### HALAMAN
####################
Kamarmusik.net, JAKARTA – Cihuy, album studio Jabat Erat The Rain resmi diluncurkan hari Rabu (14/9) lalu. Ratusan tamu undangan dari media, musisi, dan fans menyemut di Loops Station Blok M, Jakarta Selatan.
Hal ini nggak lepas dari wujud apresiasi dan rasa penasaran mereka pada album keenam milik Indra Prasta (vokal, gitar), Iwan Tanda (gitar), Ipul Bahri (bass), dan Aang Anggoro (drum).
Jalur Indie
Ini buah karya pertama The Rain yang dirilis secara mandiri di bawah Heavy Rain Records. The Rain mulai gerilya sendiri sejak tahun 2013, saat meluncurkan trilogi 18 November Terlatih Patah Hati”. Jalur indie terus mereka lanjutkan saat menggenapi trilogi dengan “Gagal Bersembunyi” (2014), dan “Penawar Letih” (2015).
“Kami pikir setelah trilogi 18 November berjalan lancar dengan label rekaman sendiri, sudah saatnya lagu-lagu The Rain punya rumahnya sendiri,” papar Indra Prasta, frontman band The Rain.
####################
### PERMINTAAN 1
Perbarui bagian berita peluncuran album The Rain dari "Kamarmusik.net, JAKARTA –" sampai "M, Jakarta Selatan." lalu tuliskan kembali, dengan "Jakarta Selatan" diganti menjadi "Jakarta Pusat".

### BAHAN OLAHAN
####################
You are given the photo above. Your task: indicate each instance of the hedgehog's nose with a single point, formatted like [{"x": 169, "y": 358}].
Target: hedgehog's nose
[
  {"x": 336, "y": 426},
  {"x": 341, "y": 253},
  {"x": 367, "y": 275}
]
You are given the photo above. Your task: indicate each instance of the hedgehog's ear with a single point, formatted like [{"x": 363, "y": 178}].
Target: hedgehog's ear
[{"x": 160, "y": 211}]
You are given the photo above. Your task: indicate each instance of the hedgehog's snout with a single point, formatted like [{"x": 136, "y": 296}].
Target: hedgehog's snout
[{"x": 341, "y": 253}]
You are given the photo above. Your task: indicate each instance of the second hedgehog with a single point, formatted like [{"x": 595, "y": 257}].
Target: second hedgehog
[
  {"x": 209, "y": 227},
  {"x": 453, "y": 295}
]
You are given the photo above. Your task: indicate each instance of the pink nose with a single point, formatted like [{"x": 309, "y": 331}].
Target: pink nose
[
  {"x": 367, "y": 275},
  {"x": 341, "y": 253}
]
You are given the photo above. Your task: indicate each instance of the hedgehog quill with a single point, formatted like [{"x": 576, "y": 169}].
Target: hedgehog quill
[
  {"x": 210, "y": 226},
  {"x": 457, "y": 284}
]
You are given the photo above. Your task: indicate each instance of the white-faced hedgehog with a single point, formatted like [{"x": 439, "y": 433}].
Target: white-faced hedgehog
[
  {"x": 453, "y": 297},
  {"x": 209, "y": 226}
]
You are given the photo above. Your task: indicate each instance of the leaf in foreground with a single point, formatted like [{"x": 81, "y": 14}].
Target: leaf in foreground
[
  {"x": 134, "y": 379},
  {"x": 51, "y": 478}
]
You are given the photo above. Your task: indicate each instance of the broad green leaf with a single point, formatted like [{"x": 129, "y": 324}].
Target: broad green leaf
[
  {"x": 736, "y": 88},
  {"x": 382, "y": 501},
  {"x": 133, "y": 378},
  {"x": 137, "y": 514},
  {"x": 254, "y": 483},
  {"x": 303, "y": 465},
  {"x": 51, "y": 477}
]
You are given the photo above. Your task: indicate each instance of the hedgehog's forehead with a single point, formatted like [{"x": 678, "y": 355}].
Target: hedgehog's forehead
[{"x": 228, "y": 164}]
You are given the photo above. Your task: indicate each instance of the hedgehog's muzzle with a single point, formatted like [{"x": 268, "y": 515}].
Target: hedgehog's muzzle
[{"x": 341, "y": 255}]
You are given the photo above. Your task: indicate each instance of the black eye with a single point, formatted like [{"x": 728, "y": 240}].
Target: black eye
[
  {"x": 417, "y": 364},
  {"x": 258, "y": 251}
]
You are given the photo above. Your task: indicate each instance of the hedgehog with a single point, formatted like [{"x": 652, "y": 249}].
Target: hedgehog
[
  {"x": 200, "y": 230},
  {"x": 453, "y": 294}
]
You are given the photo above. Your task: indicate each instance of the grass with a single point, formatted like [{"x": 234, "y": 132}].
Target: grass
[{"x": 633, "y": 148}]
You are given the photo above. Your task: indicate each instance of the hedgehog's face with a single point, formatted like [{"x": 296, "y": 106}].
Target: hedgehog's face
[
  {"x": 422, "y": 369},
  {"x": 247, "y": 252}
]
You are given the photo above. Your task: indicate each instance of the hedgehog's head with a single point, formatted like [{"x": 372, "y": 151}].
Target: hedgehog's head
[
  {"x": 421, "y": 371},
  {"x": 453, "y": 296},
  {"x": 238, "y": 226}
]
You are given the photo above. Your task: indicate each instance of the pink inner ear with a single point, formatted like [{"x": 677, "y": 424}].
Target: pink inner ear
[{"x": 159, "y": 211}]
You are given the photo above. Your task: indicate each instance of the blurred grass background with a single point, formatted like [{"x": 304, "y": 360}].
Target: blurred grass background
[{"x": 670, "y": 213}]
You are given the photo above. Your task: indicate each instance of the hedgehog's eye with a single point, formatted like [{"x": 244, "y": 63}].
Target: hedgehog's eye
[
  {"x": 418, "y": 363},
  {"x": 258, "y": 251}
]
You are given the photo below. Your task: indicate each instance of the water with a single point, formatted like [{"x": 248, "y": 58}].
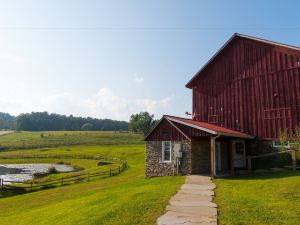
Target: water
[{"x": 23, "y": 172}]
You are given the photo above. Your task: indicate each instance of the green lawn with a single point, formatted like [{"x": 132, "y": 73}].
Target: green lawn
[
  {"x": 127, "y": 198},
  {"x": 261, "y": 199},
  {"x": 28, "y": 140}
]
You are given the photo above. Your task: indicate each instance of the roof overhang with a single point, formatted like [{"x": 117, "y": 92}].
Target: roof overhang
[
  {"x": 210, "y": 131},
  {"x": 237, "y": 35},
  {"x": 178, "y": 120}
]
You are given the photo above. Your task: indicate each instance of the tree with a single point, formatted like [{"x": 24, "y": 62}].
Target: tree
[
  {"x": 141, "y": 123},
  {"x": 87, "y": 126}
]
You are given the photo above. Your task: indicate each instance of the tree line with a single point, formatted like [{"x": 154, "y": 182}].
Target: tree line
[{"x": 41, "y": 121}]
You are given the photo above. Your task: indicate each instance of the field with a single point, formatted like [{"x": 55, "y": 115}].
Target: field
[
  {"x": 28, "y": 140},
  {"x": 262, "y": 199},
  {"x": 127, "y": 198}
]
####################
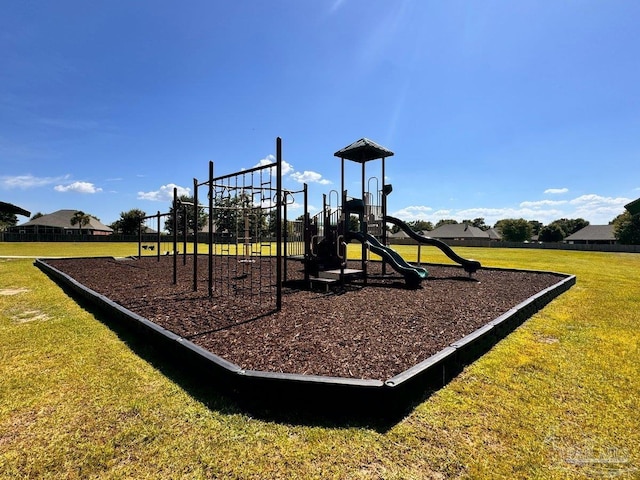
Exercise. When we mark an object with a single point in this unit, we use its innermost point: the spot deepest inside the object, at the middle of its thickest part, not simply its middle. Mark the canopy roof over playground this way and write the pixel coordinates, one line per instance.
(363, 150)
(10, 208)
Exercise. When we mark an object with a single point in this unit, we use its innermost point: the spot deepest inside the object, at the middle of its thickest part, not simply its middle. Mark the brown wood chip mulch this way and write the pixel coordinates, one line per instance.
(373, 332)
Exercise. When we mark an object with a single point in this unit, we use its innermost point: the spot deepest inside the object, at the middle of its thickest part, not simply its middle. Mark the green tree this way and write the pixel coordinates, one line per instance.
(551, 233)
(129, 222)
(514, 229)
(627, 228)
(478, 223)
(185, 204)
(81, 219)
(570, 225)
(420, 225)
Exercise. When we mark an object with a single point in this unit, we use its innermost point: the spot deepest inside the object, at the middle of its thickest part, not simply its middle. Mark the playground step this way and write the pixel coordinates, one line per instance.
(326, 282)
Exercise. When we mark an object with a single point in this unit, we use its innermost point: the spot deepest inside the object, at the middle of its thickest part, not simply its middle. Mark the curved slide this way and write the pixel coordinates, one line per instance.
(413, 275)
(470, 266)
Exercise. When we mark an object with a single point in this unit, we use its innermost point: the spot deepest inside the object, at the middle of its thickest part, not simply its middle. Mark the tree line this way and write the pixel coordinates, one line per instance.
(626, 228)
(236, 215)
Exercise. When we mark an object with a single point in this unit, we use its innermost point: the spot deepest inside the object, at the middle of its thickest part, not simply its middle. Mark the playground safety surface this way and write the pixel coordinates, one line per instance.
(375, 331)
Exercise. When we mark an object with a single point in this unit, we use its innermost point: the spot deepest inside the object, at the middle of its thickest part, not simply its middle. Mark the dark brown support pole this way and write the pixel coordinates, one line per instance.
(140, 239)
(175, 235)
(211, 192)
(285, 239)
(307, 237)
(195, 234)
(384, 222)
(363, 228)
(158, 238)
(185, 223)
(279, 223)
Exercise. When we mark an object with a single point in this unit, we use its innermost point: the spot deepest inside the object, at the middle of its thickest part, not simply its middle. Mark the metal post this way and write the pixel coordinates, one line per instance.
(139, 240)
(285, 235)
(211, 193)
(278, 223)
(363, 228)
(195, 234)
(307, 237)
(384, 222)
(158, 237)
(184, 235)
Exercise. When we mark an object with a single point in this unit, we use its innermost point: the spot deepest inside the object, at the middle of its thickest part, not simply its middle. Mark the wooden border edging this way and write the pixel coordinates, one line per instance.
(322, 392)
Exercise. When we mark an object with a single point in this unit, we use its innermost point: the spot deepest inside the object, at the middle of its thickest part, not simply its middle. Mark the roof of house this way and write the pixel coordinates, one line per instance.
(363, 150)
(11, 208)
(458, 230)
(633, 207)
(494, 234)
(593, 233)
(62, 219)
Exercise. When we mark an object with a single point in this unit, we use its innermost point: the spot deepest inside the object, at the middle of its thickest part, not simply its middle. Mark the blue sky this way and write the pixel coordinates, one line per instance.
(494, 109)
####################
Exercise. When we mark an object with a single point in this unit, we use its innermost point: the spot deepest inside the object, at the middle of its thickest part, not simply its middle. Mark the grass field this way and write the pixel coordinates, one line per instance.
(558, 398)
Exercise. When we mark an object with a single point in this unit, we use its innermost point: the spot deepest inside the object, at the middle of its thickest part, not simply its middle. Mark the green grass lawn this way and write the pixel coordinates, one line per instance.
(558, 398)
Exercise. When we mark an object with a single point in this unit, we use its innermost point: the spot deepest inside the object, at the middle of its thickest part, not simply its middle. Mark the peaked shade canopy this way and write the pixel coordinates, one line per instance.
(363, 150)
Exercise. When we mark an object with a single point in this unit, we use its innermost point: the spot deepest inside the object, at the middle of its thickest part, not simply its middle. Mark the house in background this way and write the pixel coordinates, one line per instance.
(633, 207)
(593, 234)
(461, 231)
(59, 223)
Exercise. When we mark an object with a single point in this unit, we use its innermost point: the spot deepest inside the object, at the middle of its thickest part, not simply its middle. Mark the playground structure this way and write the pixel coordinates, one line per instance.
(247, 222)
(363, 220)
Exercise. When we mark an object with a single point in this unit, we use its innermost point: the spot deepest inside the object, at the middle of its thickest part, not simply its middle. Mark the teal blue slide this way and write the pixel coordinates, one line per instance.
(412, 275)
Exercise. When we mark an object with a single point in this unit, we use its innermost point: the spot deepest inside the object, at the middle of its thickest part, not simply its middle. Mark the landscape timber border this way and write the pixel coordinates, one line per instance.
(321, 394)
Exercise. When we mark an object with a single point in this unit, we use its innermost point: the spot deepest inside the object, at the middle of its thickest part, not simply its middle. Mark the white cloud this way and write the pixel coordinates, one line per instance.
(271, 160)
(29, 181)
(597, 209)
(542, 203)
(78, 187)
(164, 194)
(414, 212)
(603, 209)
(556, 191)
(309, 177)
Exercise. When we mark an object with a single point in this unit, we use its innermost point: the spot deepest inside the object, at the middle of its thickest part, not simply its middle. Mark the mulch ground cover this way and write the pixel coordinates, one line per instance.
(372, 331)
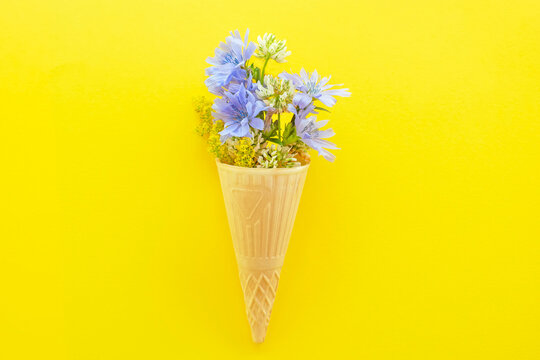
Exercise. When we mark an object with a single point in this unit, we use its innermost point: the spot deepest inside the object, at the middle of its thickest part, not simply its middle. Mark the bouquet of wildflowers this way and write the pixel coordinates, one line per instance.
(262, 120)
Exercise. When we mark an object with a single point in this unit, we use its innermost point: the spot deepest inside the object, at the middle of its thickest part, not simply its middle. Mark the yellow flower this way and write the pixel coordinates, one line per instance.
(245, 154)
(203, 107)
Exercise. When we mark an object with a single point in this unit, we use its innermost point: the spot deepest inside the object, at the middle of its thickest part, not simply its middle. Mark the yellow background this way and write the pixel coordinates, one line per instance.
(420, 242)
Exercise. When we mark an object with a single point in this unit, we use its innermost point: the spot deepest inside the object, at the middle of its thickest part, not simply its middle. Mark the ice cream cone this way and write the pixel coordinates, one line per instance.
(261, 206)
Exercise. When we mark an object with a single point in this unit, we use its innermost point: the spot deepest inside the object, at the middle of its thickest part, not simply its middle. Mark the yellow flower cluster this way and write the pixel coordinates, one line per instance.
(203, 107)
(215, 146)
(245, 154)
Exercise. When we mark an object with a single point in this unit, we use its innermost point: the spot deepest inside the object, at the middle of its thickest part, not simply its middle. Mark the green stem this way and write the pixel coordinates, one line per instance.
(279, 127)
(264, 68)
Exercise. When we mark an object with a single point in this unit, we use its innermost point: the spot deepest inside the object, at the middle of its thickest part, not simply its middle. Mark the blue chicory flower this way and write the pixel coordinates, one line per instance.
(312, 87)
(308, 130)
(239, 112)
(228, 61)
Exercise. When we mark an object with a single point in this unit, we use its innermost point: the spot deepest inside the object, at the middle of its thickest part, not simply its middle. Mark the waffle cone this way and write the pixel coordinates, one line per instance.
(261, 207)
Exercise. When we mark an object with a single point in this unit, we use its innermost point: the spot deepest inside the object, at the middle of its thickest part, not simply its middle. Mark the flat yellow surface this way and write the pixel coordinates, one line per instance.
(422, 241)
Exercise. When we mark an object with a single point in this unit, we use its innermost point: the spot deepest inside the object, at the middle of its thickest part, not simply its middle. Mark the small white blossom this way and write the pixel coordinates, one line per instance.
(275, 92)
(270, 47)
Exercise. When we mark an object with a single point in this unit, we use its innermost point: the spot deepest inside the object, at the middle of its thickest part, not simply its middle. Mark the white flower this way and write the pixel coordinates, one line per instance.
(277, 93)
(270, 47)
####################
### PERMINTAAN 2
Ambil setiap baris data yang memuat kata "snout", dengan memperhatikan huruf besar dan kecil.

### JAWABAN LENGKAP 1
Kamarmusik.net, JAKARTA – Cihuy, album studio Jabat Erat The Rain resmi diluncurkan hari Rabu (14/9) lalu. Ratusan tamu undangan dari media, musisi, dan fans menyemut di Loops Station Blok M, Jakarta Pusat.

### JAWABAN LENGKAP 2
You are given the photo above. Your task: indicate each instance of the hedgehog's snout with a single point, formatted like [{"x": 136, "y": 296}].
Target: hedgehog's snout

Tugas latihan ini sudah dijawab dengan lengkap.